▸ Directions for this task: Copy out all the records below, swapping "segment routine" for "outline tool" everywhere it appears and keeping everything else the same.

────────

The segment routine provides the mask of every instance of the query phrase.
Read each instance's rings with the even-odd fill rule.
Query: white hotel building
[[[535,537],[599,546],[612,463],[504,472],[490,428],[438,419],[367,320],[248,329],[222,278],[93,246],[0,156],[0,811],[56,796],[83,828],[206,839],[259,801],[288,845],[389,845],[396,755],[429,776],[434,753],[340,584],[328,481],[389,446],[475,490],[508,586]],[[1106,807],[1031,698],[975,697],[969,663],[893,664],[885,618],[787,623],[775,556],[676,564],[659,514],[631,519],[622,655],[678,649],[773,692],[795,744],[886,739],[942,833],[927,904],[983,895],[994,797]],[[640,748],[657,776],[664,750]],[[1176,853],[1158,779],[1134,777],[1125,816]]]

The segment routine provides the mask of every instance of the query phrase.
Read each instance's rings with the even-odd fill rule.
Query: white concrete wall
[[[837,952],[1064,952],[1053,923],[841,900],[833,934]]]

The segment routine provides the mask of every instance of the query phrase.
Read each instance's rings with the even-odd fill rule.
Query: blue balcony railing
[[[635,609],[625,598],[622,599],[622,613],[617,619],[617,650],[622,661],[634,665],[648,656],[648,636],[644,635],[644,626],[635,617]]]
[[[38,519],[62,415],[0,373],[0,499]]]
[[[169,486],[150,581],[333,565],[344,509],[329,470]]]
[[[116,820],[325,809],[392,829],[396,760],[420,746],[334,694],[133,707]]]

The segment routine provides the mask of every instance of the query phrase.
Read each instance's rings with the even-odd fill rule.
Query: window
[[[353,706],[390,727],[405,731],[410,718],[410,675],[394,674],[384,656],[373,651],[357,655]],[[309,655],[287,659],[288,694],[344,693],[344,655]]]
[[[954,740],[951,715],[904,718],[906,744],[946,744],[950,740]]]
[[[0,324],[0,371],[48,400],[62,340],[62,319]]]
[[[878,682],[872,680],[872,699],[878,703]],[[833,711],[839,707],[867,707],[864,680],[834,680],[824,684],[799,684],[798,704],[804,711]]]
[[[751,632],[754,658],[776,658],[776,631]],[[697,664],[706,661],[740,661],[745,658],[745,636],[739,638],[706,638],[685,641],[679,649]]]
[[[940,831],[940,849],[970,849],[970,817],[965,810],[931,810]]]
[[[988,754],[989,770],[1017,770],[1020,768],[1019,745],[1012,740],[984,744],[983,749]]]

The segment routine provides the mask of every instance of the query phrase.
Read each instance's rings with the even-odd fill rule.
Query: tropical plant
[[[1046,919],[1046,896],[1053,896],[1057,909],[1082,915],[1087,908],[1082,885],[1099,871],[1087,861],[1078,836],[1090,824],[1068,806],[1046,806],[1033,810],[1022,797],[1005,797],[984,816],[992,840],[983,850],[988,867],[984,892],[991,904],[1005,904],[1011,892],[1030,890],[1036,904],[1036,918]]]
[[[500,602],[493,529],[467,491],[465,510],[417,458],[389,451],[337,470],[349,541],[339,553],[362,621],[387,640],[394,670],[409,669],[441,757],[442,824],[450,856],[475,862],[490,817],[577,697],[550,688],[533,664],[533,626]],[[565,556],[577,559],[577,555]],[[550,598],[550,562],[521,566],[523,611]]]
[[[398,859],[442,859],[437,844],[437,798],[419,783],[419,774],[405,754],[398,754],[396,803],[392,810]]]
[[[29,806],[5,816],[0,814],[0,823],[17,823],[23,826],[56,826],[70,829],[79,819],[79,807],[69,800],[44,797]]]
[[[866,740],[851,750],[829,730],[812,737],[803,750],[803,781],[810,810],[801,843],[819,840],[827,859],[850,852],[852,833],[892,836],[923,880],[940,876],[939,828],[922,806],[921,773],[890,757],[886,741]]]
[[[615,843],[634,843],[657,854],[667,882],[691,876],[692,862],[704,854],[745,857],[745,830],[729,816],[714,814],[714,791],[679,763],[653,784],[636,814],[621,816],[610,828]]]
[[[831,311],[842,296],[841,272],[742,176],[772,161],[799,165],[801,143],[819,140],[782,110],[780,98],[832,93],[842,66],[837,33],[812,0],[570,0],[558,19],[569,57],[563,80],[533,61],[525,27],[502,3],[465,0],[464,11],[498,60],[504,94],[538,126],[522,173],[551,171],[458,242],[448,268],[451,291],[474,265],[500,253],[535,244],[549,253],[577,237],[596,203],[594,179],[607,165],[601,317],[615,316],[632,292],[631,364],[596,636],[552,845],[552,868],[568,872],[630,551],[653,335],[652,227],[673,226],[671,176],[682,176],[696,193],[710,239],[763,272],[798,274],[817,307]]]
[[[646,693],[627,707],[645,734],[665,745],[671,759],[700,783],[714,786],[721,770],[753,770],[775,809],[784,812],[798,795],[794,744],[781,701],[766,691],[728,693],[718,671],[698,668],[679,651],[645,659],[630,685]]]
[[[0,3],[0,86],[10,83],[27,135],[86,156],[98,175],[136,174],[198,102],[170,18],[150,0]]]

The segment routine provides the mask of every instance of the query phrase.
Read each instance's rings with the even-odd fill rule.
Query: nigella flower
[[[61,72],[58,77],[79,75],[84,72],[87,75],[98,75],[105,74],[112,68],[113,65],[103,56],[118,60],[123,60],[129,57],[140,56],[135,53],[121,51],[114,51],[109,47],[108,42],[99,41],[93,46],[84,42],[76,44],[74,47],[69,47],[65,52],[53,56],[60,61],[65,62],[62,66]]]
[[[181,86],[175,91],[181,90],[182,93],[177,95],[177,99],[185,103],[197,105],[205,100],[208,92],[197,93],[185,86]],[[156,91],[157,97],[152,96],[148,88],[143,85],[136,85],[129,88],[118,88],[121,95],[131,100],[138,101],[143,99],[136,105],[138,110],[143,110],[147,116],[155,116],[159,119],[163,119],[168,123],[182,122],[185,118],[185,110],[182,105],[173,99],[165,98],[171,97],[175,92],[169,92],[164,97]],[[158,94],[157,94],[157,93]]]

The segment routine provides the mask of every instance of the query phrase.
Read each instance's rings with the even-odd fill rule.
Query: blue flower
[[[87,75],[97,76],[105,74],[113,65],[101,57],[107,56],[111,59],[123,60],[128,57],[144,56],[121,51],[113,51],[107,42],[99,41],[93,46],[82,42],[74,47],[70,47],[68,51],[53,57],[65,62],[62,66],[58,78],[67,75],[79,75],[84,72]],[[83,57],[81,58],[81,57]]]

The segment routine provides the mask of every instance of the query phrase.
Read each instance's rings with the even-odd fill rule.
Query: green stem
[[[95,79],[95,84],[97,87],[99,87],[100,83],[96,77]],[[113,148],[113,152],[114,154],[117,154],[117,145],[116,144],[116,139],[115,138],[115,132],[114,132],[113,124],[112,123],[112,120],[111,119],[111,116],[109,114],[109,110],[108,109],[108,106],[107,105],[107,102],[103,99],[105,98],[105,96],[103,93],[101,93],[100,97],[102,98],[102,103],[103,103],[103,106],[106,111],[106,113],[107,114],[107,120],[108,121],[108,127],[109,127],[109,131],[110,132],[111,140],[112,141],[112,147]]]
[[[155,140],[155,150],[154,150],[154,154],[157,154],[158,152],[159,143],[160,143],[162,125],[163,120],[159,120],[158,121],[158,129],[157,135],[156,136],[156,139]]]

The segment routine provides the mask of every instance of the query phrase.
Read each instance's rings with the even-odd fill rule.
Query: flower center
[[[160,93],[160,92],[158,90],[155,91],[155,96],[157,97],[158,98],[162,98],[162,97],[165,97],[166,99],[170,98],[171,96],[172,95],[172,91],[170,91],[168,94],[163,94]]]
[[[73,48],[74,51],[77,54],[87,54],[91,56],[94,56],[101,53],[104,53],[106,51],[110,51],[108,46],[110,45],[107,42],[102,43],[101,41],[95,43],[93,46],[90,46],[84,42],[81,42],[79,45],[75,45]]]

────────

▸ Task output:
The outline tool provides the mask of every instance of the query phrase.
Read each instance's rings with the even-odd fill rule.
Query: white hotel building
[[[535,537],[599,546],[612,463],[504,472],[490,428],[438,419],[367,320],[248,329],[222,278],[93,246],[0,156],[0,811],[56,796],[83,828],[206,839],[259,801],[288,845],[389,845],[396,755],[429,776],[434,753],[340,584],[328,481],[389,446],[475,490],[508,586]],[[1106,807],[1031,698],[975,697],[969,663],[893,664],[885,618],[787,623],[775,556],[676,564],[659,514],[631,519],[622,655],[678,649],[773,692],[795,744],[886,739],[942,833],[927,904],[983,895],[994,797]],[[640,748],[657,776],[664,750]],[[1176,853],[1158,779],[1134,777],[1125,816]]]

The outline tool provides the mask of every instance of the query phrase.
Read each instance's rings with the even-odd fill rule.
Query: white concrete wall
[[[837,952],[1064,952],[1053,923],[841,900],[833,934]]]

The outline tool provides the mask of every instance of the query phrase.
Read each instance's rings with the even-odd fill rule.
Query: blue balcony railing
[[[635,609],[625,598],[622,599],[622,613],[617,619],[617,650],[622,661],[634,665],[648,656],[648,636],[644,635],[644,626],[635,617]]]
[[[38,519],[62,415],[0,373],[0,499]]]
[[[169,486],[150,581],[333,565],[344,509],[329,470]]]
[[[116,820],[325,809],[392,829],[396,760],[420,746],[334,694],[133,707]]]

The outline tool provides the mask of every instance of the query phrase.
Read each instance's rings with the even-odd fill rule.
Query: window
[[[353,706],[390,727],[405,731],[410,718],[410,675],[394,674],[384,656],[373,651],[357,655]],[[309,655],[287,659],[288,694],[344,693],[344,655]]]
[[[954,740],[951,715],[904,718],[906,744],[946,744],[950,740]]]
[[[0,324],[0,371],[48,400],[62,340],[62,319]]]
[[[878,682],[872,680],[872,699],[878,703]],[[833,711],[839,707],[867,707],[864,680],[834,680],[824,684],[799,684],[798,704],[804,711]]]
[[[751,632],[754,658],[776,658],[776,631]],[[697,664],[706,661],[740,661],[745,658],[745,636],[739,638],[706,638],[685,641],[679,649]]]
[[[940,831],[940,849],[970,849],[970,817],[965,810],[931,810]]]
[[[988,754],[989,770],[1017,770],[1020,768],[1019,745],[1012,740],[984,744],[983,749]]]

The outline tool provides the mask of every instance of the query phrase.
Read each instance's rings with the even-odd fill rule.
Query: tropical plant
[[[1046,919],[1046,896],[1053,896],[1057,909],[1082,915],[1087,908],[1082,885],[1099,871],[1087,861],[1078,836],[1090,824],[1068,806],[1046,806],[1033,810],[1022,797],[1005,797],[984,816],[992,840],[983,850],[988,867],[984,892],[991,904],[1005,904],[1011,892],[1030,890],[1036,904],[1036,918]]]
[[[500,602],[493,529],[467,491],[465,510],[417,458],[389,451],[337,470],[349,541],[339,553],[362,621],[387,640],[394,670],[409,669],[441,757],[442,824],[450,856],[475,862],[490,817],[577,697],[550,688],[533,664],[533,626]],[[565,556],[577,559],[577,555]],[[550,598],[550,562],[521,566],[523,611]]]
[[[398,859],[442,859],[437,844],[437,798],[419,783],[419,774],[405,754],[398,754],[396,803],[392,810]]]
[[[29,806],[5,816],[0,814],[0,823],[17,823],[23,826],[56,826],[70,829],[79,819],[79,807],[69,800],[44,797]]]
[[[866,740],[851,750],[829,730],[812,737],[803,750],[803,781],[810,810],[801,843],[819,840],[827,859],[850,852],[852,833],[892,836],[923,880],[940,876],[939,828],[922,806],[921,773],[890,757],[886,741]]]
[[[615,843],[634,843],[657,854],[667,882],[691,876],[692,862],[704,854],[745,857],[745,830],[729,816],[714,814],[714,791],[679,763],[653,784],[636,814],[621,816],[610,828]]]
[[[831,311],[842,296],[841,272],[742,176],[772,161],[799,165],[801,143],[819,140],[782,110],[780,98],[832,93],[842,66],[837,33],[812,0],[570,0],[558,19],[569,57],[563,80],[533,61],[525,27],[502,3],[465,0],[464,11],[498,60],[504,94],[538,126],[522,173],[551,171],[458,242],[448,268],[451,291],[474,265],[500,253],[535,244],[549,253],[577,237],[596,203],[594,179],[607,165],[601,317],[615,316],[632,292],[631,364],[596,636],[552,845],[552,868],[568,872],[630,551],[653,335],[652,227],[673,226],[671,176],[682,176],[696,193],[710,239],[763,272],[798,274],[817,307]]]
[[[646,693],[627,707],[645,734],[665,745],[671,759],[700,783],[714,786],[721,770],[753,770],[775,809],[784,812],[798,795],[794,744],[781,701],[766,691],[728,693],[718,671],[698,668],[679,651],[645,659],[630,685]]]
[[[0,3],[0,86],[10,83],[27,135],[86,156],[98,175],[136,174],[198,102],[170,18],[150,0]]]

The outline tool provides the mask of every instance of the query phrase.
Read each instance's rings with the even-odd fill rule.
Query: nigella flower
[[[61,72],[58,77],[79,75],[84,72],[87,75],[98,75],[105,74],[112,68],[113,65],[103,56],[118,60],[123,60],[129,57],[140,56],[135,53],[121,51],[114,51],[109,47],[108,42],[99,41],[93,46],[84,42],[76,44],[74,47],[69,47],[65,52],[53,56],[60,61],[65,62],[62,66]]]
[[[181,86],[175,91],[181,90],[182,93],[177,95],[177,99],[185,103],[197,105],[205,100],[208,92],[197,93],[185,86]],[[156,91],[157,97],[152,96],[148,88],[143,85],[136,85],[129,88],[118,88],[121,95],[131,100],[138,101],[143,99],[136,105],[138,110],[143,110],[147,116],[155,116],[159,119],[163,119],[168,123],[182,122],[185,118],[185,110],[182,105],[173,99],[165,98],[171,97],[175,92],[169,92],[164,97]],[[158,94],[157,94],[157,93]]]

The outline tool provides the mask of every instance of the query phrase.
Read each instance's rings with the even-odd fill rule.
Query: blue flower
[[[87,75],[97,76],[105,74],[113,65],[101,57],[107,56],[111,59],[123,60],[128,57],[144,56],[121,51],[113,51],[107,42],[99,41],[93,46],[82,42],[74,47],[70,47],[68,51],[53,57],[65,62],[62,66],[58,78],[67,75],[79,75],[84,72]],[[83,57],[81,58],[81,57]]]

The outline tool provides the mask of every instance of the query phrase.
Read each instance's rings with the even-odd fill rule.
Query: green stem
[[[95,79],[95,84],[97,87],[99,87],[100,83],[96,77]],[[113,148],[113,152],[114,154],[117,154],[117,145],[116,144],[116,139],[115,138],[115,132],[114,132],[113,124],[112,123],[112,120],[111,119],[111,116],[109,114],[109,110],[108,109],[108,106],[107,105],[107,102],[103,99],[105,98],[105,96],[103,93],[101,93],[100,97],[102,98],[102,103],[103,103],[103,106],[106,111],[106,113],[107,114],[107,120],[108,121],[108,127],[109,127],[109,131],[110,132],[111,140],[112,141],[112,147]]]
[[[155,140],[155,150],[154,150],[154,154],[157,154],[158,152],[159,143],[160,143],[162,125],[163,120],[159,120],[158,121],[158,129],[157,135],[156,136],[156,139]]]

The outline tool provides the mask of every instance of the query phrase.
Read each instance's rings with the even-odd fill rule.
Query: flower center
[[[160,93],[160,92],[158,90],[155,91],[155,96],[157,97],[158,98],[162,98],[162,97],[165,97],[166,99],[170,98],[171,96],[172,95],[172,91],[170,91],[168,94],[163,94]]]
[[[73,48],[74,51],[77,54],[87,54],[91,56],[94,56],[101,53],[104,53],[106,51],[110,51],[108,46],[110,45],[107,42],[102,43],[101,41],[95,43],[93,46],[90,46],[84,42],[81,42],[79,45],[75,45]]]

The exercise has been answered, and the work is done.